• ACTIVITY: Down to the last line, write out the entries below exactly and omit all pictures.

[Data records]
╭──
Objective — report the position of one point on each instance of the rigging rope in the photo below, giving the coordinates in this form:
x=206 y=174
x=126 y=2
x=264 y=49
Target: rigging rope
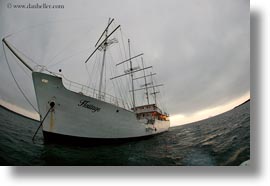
╰──
• ANSWER FOR THE TASK:
Objective — report the position of one point on each instance of the rigging rope in the photo below, giving the coordinates in this form:
x=206 y=174
x=126 y=2
x=264 y=49
Target: rigging rope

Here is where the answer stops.